[Information shown — start]
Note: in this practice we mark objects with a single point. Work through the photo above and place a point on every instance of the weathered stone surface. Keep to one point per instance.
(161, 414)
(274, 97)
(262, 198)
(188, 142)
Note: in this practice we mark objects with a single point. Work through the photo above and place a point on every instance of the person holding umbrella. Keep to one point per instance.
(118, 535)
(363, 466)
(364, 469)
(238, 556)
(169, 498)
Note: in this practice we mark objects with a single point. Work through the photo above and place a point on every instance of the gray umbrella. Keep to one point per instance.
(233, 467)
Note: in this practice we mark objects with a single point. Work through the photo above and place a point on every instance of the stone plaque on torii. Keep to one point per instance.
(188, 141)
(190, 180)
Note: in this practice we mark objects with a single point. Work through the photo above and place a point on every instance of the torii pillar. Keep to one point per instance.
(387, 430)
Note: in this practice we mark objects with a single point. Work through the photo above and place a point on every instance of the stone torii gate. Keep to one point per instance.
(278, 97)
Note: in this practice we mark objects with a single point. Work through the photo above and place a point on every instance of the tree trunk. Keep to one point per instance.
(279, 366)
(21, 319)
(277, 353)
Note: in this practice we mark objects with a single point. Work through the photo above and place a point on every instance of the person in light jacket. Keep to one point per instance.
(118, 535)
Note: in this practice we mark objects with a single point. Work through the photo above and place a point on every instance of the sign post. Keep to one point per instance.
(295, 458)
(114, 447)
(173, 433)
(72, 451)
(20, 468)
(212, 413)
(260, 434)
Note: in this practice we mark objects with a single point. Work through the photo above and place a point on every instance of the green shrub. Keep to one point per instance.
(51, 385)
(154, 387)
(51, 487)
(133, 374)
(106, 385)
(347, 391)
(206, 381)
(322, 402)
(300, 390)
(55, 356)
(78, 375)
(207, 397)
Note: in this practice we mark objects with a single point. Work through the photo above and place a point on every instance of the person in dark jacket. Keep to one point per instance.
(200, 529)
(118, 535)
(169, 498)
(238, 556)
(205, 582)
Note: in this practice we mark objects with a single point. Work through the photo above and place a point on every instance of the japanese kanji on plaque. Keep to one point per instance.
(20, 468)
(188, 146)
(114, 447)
[Information shown — finish]
● **What you should do**
When you answer, retype all of the material exactly as it appears above.

● **Written response**
Note: in this practice we mark objects with a single point. Work through the photo above and place a point on every instance of the weathered stone surface. Keep to one point per instance.
(161, 414)
(274, 97)
(262, 198)
(188, 142)
Note: in this practice we mark objects with a single point. Work through the photo above and place a point on every instance of the person holding umbrella. Keep to one point per instance.
(118, 535)
(363, 466)
(364, 469)
(238, 556)
(169, 498)
Note: in this practice we mark objects with a single point. Work through the photo above and place a point on every instance of the gray umbrella. Keep to one point per instance.
(233, 467)
Note: in this practice we mark objects with a single point. Work through the photo above and place a point on every instance of the stone plaque on torii. Keep to one point per instance.
(188, 141)
(190, 180)
Note: in this practice we mark objects with a single point. Work through the photo above and place a point on every instance of the torii pillar. Keep to one point per instance.
(387, 430)
Note: in this practice we mark objects with a single point. Work through the photo above and place a point on every instance of the stone torii gate. Keep to one point per instance.
(278, 97)
Note: in this practice we mark objects with a single point. Work through the photo above and place a point on every instance of the tree trunk. Keep to one point per instance.
(279, 366)
(21, 319)
(277, 353)
Note: in this practice we mark objects with a single point. Work through the photo above and place a point on every instance of the person in light jacket. Keep to one point per instance.
(118, 535)
Note: in this practice we mark objects with a single point. Work through the photo above and place a point on every instance of the sign post. Keep to one point per instance.
(295, 458)
(114, 447)
(173, 433)
(72, 451)
(20, 468)
(212, 413)
(260, 434)
Note: in this practice we mark objects with a single point. Work through the photo above and place a point on every instance of the green shrub. Keep to one point per instance.
(51, 385)
(154, 387)
(51, 487)
(133, 374)
(106, 385)
(347, 391)
(206, 381)
(322, 402)
(300, 390)
(55, 356)
(78, 375)
(207, 397)
Note: in this practice we mark objects with a single point. Work through the photo above and place a point on every instance of the person in dark jacket. Keep to one point per instance.
(200, 529)
(118, 535)
(169, 498)
(238, 556)
(205, 582)
Note: in this practice we mark objects with a single point. Work through the photo above and place a point on every instance of the japanese kanji on plaque. Keep to one point per instance.
(20, 468)
(188, 146)
(114, 447)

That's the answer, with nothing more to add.